**TEXT PASSAGE**
+-------+

Cameron may have calculated it’s easier to do what the press wants: after all, if he allows them to escape, they will be indebted to him. It’s not difficult to envisage a publication like the Spectator, which has indicated its revulsion at the thought of any press regulation, hailing a half measure as the mark of a statesman. Beyond this, Cameron knows that any chance of his re-election will be partially dependent upon the disposition of the popular press: no doubt the Machiavellian in him has reckoned how easily he can secure this by not embracing Leveson’s recommendations. He may reckon the sole opposition to his caving in will be found on social media, which his “too many tweets make a twat” remark suggests he holds in contempt. Just wait for another episode of “Strictly Come Dancing”, he may think, and the hive mind will be suitably distracted. Of course, this scenario also assumes that Cameron has no consistent ethical framework by which he operates apart form perceiving good in the form of personal gain.
This would, however, be consistent with Tory philosophy: one of the more disturbing episodes in Grant’s programme was a discussion between the actor and Lord Hunt in which Hunt further described his voluntary contract idea. It was a desperate measure. Hunt simply did not want to admit the case for legislation; he felt the voluntary constraints would be sufficient. He’s of the Thatcherite era and has apparently carried from it a distaste for anything which hampers the operation of a free market. He evidently desires no regulations, no formal rules, not even when these would convey the soul of ethics in an environment which had proven to be both feral and toxic. Cameron too comes from this milieu; no doubt he can construct a case within his mind that sees no contradiction between personal advantage and adhering to the values which have hitherto surrounded him. As I type this, he probably is consulting the report, and as he reads the sensible, measured advice, his eyes may glaze over, shutting out any further input. Sweet surrender to the media’s desires may beckon him as loudly as a victory.
Perhaps this is why the Liberal Democrats have asked the Speaker for time in which the Deputy Prime Minister may make a statement of his own, perhaps to rebut what Cameron may say. It would be useful if Labour, who were conspicuous in their absence from Grant’s documentary, also stood firm and backed Lord Leveson’s findings. Perhaps then, mendacity, weakness, cowardice and avarice wouldn’t matter: perhaps then, journalists who somehow lack the moral fibre not to prey on the vulnerable would realise they could get into serious trouble for doing so and refrain. Perhaps, just perhaps, something like justice might be achieved.

+-------+

**COMPLETE THE FOLLOWING**
• a. Sum up the press regulation piece in two sentences.
• b. In the press regulation piece, swap "Labour" for "the Greens" in the passage from "Perhaps this is" to "might be achieved.".
• c. Name every political party mentioned in the press regulation piece.

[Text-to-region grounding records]

+-------+

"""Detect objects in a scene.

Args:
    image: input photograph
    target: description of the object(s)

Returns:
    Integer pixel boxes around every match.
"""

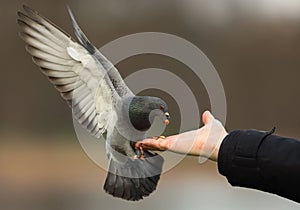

+-------+

**ANSWERS TO THE EXERCISES**
• a. The writer suggests Cameron may avoid embracing Leveson's recommendations to please the popular press, on which his re-election partly depends, and says this would fit Tory philosophy, shown by Lord Hunt's preference for voluntary constraints over legislation. The piece notes that the Liberal Democrats have asked for time for the Deputy Prime Minister to make a statement, and it says it would be useful if Labour also backed Lord Leveson's findings.

• b.
Perhaps this is why the Liberal Democrats have asked the Speaker for time in which the Deputy Prime Minister may make a statement of his own, perhaps to rebut what Cameron may say. It would be useful if the Greens, who were conspicuous in their absence from Grant’s documentary, also stood firm and backed Lord Leveson’s findings. Perhaps then, mendacity, weakness, cowardice and avarice wouldn’t matter: perhaps then, journalists who somehow lack the moral fibre not to prey on the vulnerable would realise they could get into serious trouble for doing so and refrain. Perhaps, just perhaps, something like justice might be achieved.

• c. Tory, Liberal Democrats, Labour